*Поставленная задача A*. Определите в листинге все строки, где встречается слово «shirt», и перепишите их.

Человек и компьютер: Взгляд в будущее — страница 15 из 60

На 12-м ежегодном Северо-Американском чемпионате по шахматам среди компьютерных программ (Лос-Анджелес, 1982) сильнейшие в мире машины боролись друг с другом за чемпионский титул. Belle, детище Кена Томпсона и Джо Кондона, вновь подтвердила свое превосходство над остальными, доказав преимущества специализированной аппаратной архитектуры и шахматных процессоров, впоследствии реализованные в Deep Blue. Томпсон работал в знаменитом исследовательском центре компании Bell Laboratories. На его счету множество научных достижений, в том числе участие в создании операционной системы Unix.

*Данные упражнения*.
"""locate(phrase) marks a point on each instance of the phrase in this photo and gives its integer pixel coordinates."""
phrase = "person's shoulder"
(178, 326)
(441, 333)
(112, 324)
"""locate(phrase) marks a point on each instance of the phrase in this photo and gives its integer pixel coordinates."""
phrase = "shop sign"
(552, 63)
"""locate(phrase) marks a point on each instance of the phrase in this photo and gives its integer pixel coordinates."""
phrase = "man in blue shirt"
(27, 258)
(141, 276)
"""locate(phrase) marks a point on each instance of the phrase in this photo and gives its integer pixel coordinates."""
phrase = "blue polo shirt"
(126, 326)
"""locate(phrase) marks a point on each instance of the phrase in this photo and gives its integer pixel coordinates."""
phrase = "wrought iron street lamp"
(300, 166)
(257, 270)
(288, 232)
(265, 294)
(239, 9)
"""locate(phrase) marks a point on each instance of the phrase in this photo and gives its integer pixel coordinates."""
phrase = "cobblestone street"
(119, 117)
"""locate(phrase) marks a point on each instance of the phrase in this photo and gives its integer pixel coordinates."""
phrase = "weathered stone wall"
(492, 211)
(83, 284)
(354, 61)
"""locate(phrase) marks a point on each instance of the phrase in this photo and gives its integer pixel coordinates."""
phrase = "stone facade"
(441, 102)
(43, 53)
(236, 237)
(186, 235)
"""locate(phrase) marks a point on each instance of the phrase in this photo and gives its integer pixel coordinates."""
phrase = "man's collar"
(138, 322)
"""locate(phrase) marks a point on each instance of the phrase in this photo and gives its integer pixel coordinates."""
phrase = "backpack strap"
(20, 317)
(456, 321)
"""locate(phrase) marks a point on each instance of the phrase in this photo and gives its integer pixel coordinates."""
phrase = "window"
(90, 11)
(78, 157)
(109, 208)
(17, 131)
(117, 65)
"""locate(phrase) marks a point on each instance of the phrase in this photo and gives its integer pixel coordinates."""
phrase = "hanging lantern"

*Поставленная задача B*. В каком городе, согласно фрагменту документа, проходил 12-й ежегодный Северо-Американский чемпионат по шахматам среди компьютерных программ?

*Решение A*.
phrase = "man in blue shirt"
phrase = "blue polo shirt"

*Решение B*. В Лос-Анджелесе.